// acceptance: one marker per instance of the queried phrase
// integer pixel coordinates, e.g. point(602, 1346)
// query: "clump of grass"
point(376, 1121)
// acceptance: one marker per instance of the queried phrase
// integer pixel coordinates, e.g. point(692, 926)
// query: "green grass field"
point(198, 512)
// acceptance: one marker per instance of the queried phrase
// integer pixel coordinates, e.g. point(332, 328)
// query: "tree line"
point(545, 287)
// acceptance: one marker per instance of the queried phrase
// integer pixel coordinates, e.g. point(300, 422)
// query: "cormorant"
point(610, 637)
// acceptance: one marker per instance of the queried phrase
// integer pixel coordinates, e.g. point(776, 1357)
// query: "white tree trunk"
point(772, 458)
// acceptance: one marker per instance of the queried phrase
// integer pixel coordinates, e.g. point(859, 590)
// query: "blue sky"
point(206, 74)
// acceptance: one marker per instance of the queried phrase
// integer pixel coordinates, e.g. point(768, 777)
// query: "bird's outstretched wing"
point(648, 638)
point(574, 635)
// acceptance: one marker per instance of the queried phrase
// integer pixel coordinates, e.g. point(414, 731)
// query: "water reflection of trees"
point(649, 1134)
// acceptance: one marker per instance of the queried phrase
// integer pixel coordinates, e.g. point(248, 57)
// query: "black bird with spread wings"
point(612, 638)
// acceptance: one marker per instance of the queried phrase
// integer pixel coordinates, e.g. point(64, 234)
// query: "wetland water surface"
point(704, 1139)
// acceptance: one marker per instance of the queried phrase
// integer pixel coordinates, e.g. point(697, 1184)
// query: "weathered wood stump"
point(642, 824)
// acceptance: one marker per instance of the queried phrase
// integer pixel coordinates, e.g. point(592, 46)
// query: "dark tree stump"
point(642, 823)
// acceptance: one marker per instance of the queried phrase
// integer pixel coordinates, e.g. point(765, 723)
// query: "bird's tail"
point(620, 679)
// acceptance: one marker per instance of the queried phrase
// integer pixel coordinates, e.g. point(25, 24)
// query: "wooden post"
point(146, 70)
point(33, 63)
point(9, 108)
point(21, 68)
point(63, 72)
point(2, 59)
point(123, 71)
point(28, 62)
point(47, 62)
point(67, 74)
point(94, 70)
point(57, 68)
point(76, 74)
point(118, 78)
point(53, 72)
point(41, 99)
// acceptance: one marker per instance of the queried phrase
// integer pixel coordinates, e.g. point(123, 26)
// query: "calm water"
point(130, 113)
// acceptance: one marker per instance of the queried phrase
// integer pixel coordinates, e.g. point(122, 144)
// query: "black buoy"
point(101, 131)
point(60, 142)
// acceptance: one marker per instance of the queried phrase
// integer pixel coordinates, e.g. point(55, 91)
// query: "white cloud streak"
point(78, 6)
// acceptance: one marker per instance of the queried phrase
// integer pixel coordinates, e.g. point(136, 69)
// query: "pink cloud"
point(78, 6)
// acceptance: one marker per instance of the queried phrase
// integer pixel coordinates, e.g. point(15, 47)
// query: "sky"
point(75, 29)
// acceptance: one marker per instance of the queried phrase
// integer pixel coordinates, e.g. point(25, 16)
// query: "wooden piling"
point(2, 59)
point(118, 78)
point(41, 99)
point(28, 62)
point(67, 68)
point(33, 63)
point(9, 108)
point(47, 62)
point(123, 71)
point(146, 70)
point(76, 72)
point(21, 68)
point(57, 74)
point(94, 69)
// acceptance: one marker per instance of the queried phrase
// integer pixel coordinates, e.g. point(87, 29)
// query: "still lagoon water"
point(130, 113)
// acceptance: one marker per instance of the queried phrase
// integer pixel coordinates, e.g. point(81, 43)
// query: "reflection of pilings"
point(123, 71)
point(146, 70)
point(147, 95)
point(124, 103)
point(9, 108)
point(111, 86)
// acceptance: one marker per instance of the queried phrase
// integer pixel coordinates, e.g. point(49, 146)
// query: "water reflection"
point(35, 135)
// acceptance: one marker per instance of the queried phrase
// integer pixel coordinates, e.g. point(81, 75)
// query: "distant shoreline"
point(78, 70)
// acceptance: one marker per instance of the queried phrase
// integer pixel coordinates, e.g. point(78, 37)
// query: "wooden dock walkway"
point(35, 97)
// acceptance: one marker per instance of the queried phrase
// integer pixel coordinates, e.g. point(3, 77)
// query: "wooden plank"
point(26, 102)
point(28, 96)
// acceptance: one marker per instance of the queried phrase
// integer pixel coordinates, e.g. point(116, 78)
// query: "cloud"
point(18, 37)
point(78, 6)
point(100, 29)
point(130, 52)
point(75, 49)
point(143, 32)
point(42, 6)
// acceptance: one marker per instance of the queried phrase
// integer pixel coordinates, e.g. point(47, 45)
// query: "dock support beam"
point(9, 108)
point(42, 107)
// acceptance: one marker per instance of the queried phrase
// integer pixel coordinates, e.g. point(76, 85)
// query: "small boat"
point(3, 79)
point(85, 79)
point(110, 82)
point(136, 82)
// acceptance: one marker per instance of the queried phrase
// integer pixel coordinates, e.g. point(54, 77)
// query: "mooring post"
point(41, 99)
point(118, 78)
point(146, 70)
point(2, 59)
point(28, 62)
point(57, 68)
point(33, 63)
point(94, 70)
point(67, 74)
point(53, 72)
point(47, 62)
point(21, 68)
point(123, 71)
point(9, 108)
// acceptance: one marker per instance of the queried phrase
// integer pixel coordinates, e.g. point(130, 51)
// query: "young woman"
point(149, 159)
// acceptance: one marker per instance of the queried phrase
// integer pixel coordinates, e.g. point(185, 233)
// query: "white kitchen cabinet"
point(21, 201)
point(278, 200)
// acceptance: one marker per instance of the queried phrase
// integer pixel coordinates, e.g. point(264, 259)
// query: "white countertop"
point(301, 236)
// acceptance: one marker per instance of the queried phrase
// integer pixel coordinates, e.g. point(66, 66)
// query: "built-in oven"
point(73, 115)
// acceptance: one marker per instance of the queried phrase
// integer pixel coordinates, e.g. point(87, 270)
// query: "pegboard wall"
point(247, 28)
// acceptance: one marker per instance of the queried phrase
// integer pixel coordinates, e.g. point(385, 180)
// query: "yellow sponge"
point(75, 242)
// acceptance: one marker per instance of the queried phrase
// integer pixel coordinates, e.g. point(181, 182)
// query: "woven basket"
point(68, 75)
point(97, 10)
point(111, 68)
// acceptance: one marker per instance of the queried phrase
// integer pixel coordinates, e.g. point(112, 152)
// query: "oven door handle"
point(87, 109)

**TASK DESCRIPTION**
Quote only the stretch of lines that starts the data above and ends with the line containing "e.g. point(64, 234)", both included.

**REPLY TO THE TASK**
// acceptance: one marker per instance of the queried phrase
// integer pixel coordinates, e.g. point(602, 1346)
// query: "clump of grass"
point(376, 1121)
// acceptance: one marker per instance of the queried phrase
// integer pixel coordinates, e.g. point(692, 926)
// query: "green grass field"
point(198, 512)
// acceptance: one marker per instance of the queried phrase
// integer pixel coordinates, e.g. point(332, 328)
// query: "tree line"
point(545, 287)
// acceptance: one marker per instance of the queried phrase
// integer pixel coordinates, e.g. point(300, 422)
// query: "cormorant"
point(610, 637)
// acceptance: one marker per instance of the queried phrase
// integer pixel coordinates, e.g. point(776, 1357)
// query: "white tree trunk"
point(772, 458)
// acceptance: one marker per instance of the queried phrase
// integer pixel coordinates, e.g. point(859, 590)
// query: "blue sky"
point(206, 74)
// acceptance: one marker per instance of the queried phrase
// integer pixel coordinates, e.g. point(768, 777)
// query: "bird's outstretched wing"
point(648, 638)
point(574, 635)
// acceptance: one marker per instance of the queried phrase
// integer pixel coordinates, e.g. point(414, 731)
// query: "water reflection of trees"
point(649, 1134)
// acceptance: one marker per instance of the queried phrase
// integer pixel coordinates, e.g. point(248, 57)
// query: "black bird with spread wings"
point(612, 638)
// acceptance: one marker per instance of the queried phrase
// integer pixel coordinates, e.g. point(64, 234)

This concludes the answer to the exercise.